### Written instruction:
Can you retype all of the records below line for line, without the picture?

### Exercise input:
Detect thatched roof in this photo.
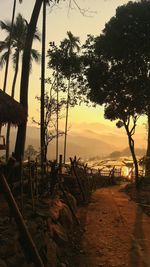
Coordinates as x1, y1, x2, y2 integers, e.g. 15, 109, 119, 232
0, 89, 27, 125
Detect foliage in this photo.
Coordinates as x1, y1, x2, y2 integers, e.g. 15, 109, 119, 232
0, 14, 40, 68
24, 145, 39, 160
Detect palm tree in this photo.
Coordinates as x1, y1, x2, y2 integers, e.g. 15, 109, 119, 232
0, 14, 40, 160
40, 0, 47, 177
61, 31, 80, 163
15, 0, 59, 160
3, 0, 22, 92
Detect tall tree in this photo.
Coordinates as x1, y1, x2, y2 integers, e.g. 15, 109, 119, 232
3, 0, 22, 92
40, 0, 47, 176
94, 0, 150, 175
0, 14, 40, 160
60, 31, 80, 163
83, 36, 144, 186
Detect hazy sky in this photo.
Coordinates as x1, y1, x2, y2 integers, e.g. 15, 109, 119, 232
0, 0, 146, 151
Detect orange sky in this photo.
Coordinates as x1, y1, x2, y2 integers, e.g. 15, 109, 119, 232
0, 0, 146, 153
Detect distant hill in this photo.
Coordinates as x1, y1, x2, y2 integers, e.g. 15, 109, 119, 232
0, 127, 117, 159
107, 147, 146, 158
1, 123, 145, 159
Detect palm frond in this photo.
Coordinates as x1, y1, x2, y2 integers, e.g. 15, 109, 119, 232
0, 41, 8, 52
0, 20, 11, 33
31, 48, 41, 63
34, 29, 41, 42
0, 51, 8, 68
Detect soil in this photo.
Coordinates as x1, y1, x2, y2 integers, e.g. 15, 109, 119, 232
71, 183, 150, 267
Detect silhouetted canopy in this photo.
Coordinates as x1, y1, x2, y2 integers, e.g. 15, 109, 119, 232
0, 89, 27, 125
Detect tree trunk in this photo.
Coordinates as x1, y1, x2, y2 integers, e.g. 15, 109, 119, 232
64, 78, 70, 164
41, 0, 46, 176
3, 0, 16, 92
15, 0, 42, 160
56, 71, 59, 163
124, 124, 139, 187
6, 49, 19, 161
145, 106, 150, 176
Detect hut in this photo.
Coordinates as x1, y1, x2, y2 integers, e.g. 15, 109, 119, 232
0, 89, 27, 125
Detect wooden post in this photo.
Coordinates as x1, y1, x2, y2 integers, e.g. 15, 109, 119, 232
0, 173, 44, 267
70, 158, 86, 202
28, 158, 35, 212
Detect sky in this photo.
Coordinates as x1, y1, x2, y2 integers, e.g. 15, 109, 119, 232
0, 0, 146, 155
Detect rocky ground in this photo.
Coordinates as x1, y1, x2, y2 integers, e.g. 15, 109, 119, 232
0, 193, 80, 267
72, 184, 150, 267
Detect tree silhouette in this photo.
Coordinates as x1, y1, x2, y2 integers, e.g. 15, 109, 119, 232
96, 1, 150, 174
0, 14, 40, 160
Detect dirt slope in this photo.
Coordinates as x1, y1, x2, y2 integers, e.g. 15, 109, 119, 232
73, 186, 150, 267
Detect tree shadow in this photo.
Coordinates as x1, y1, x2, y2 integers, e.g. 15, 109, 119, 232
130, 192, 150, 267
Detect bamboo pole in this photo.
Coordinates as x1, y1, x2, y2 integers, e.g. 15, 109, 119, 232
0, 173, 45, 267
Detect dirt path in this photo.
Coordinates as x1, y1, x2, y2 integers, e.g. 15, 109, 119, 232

### Output:
Detect thatched roof in this photo.
Coordinates as x1, y1, x2, y2 integers, e.g. 15, 109, 119, 232
0, 89, 27, 125
Detect foliage in this photo.
Coordinates as x1, y1, x2, y2 integers, e.g. 15, 109, 119, 232
0, 14, 40, 68
24, 145, 39, 160
Detect palm tree in this photo.
Coordinates as x1, y1, x2, y2 integers, e.g. 15, 109, 119, 232
0, 14, 40, 160
40, 0, 47, 177
61, 31, 80, 163
15, 0, 59, 160
3, 0, 22, 92
Detect tall tree in this photo.
Coordinates as x1, y1, x2, y2 integers, e.g. 15, 109, 119, 232
3, 0, 22, 92
40, 0, 47, 176
94, 0, 150, 175
0, 14, 40, 160
60, 31, 80, 163
83, 36, 144, 186
Detect hazy sky in this photo.
Coordinates as x1, y1, x2, y2 integers, e.g. 15, 109, 119, 232
0, 0, 146, 151
Detect orange sky in this photo.
Coordinates as x1, y1, x2, y2 integers, e.g. 15, 109, 119, 232
0, 0, 146, 153
Detect distant hill in this photo.
Coordinates as x1, y1, x2, y2 integers, e.g. 15, 109, 119, 232
0, 127, 117, 159
107, 147, 146, 158
1, 123, 145, 159
Detect palm frond in this photo.
Coordinates as x1, y1, x2, y2 integers, e.g. 15, 109, 119, 232
0, 41, 8, 52
0, 20, 11, 33
31, 48, 41, 63
34, 29, 41, 42
0, 51, 8, 68
Detect soil in this photo.
Coordinates as x1, y1, x2, y2 integers, e.g. 15, 109, 119, 232
71, 183, 150, 267
Detect silhouetted canopy in this photo.
Coordinates as x1, y1, x2, y2 integers, e.g. 15, 109, 119, 232
0, 89, 27, 125
Detect tree trunk in this photo.
Coordinates as x1, y1, x2, y2 integers, e.g. 15, 109, 119, 232
64, 78, 70, 164
41, 0, 46, 176
3, 0, 16, 92
15, 0, 42, 160
56, 71, 59, 163
124, 124, 139, 187
6, 49, 19, 161
145, 106, 150, 176
Detect hut in this photo.
Coordinates as x1, y1, x2, y2 integers, e.g. 15, 109, 119, 232
0, 89, 27, 125
Detect wooden post in this photo.
Coordinates as x1, y1, x2, y2 integers, e.g. 15, 109, 119, 232
0, 173, 44, 267
70, 158, 86, 202
28, 158, 35, 212
Detect sky in this photo.
Coordinates as x1, y1, x2, y2 integers, e.g. 15, 109, 119, 232
0, 0, 146, 155
Detect rocky ground in this photo.
Coordinates as x1, y1, x2, y2 integers, e.g. 15, 109, 119, 232
0, 193, 80, 267
72, 184, 150, 267
Detect tree silhouette in this photo.
Coordinates as x1, y1, x2, y2 integers, e.g. 15, 109, 119, 232
96, 1, 150, 174
0, 14, 40, 160
Detect dirt slope in this photo.
Coordinates as x1, y1, x2, y2 integers, e.g. 15, 109, 119, 232
73, 186, 150, 267
Detect tree shadow in this photo.
Coordinates as x1, y1, x2, y2 integers, e.g. 15, 109, 119, 232
130, 192, 150, 267
Detect bamboo pole in this photo.
Coordinates as x1, y1, x2, y2 integers, e.g. 15, 109, 119, 232
0, 173, 45, 267
Detect dirt path in this photo.
Coordinates as x1, y1, x2, y2 integers, e.g. 15, 109, 119, 232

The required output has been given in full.